What is expected
Wherever "building" appears in a line of the listing, report that line.

Excerpted data
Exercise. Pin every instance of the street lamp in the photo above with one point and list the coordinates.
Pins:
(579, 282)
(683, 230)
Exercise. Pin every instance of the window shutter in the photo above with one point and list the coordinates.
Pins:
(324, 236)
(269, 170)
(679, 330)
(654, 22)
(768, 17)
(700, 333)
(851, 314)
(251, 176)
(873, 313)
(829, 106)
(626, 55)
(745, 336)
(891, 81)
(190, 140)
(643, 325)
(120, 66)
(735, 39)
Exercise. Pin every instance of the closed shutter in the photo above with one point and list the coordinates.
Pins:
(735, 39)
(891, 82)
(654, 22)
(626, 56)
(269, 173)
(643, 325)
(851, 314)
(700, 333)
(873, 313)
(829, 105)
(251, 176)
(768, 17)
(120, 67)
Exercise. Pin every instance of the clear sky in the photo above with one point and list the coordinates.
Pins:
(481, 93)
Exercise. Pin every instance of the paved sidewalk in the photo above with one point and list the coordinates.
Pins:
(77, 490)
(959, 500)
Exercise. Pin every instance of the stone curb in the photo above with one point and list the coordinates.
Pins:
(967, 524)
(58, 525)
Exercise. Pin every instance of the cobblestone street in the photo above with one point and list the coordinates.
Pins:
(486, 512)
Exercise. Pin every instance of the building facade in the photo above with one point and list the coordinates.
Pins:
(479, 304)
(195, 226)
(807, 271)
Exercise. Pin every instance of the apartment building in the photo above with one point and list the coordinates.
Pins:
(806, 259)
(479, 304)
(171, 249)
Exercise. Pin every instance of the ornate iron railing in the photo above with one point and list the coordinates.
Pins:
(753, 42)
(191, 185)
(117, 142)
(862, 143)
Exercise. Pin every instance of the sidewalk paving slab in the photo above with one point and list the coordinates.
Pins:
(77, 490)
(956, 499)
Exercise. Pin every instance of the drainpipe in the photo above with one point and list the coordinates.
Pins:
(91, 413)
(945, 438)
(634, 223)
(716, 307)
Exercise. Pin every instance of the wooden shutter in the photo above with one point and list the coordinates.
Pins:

---

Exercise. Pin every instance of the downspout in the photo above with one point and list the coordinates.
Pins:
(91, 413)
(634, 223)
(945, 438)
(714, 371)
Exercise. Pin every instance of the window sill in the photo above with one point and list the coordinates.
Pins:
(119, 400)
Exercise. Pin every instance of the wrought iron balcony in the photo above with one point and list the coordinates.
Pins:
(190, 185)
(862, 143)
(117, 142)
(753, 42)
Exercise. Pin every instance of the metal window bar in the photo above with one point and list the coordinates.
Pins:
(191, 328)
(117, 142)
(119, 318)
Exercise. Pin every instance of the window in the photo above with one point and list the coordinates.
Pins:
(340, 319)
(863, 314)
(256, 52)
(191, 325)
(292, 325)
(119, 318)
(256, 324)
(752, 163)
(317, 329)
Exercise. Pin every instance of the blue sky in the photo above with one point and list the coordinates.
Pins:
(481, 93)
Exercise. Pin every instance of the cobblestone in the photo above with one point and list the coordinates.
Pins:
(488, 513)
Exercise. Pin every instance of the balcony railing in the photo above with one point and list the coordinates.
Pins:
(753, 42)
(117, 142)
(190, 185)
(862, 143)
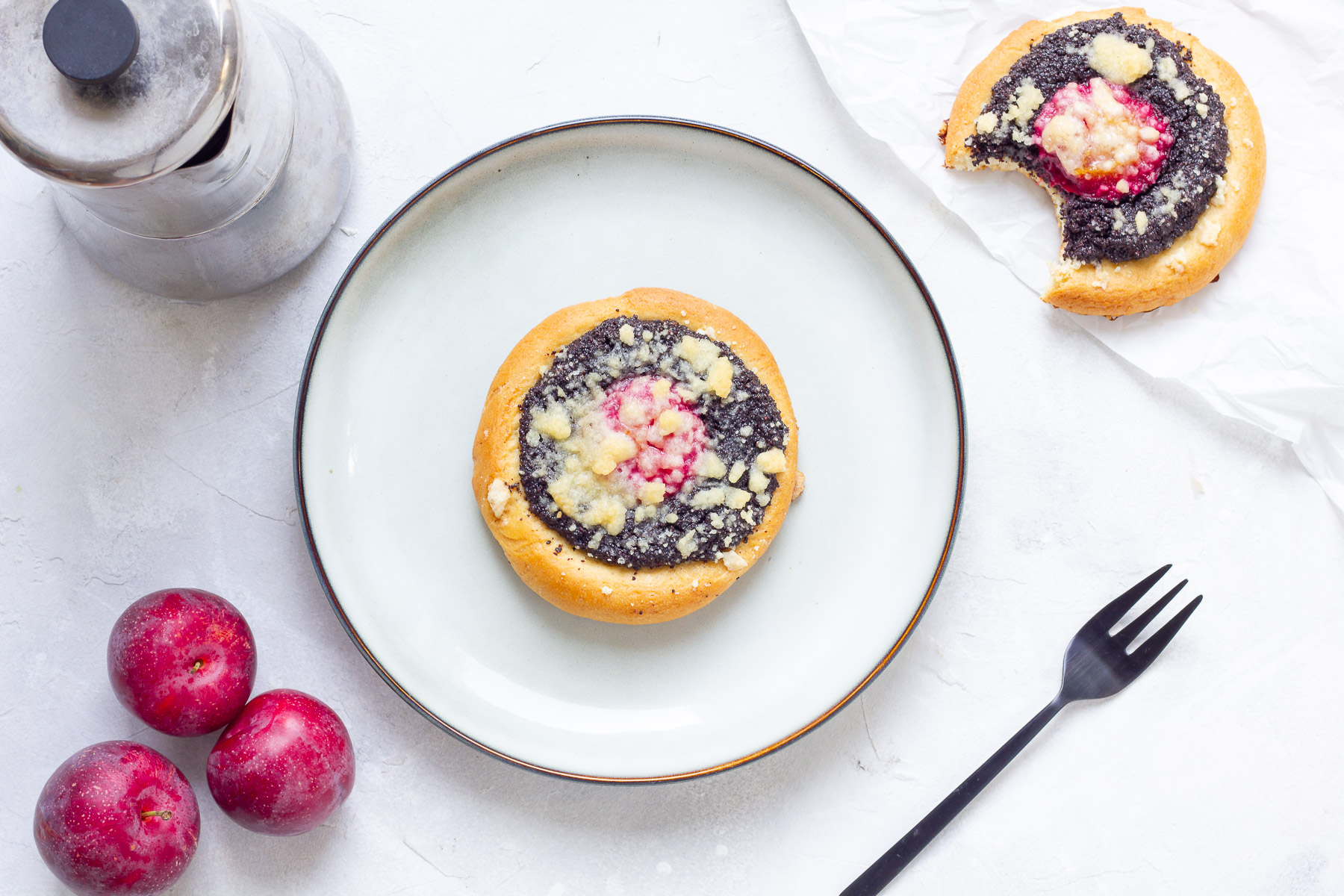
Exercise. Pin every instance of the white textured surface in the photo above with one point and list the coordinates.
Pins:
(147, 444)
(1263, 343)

Output of the exercise
Exercise. Pin every instance of the building facade in the photo above with one point and list the coordinates.
Exercise. Pin every instance of the apartment building in the photo above with one point and list the coordinates.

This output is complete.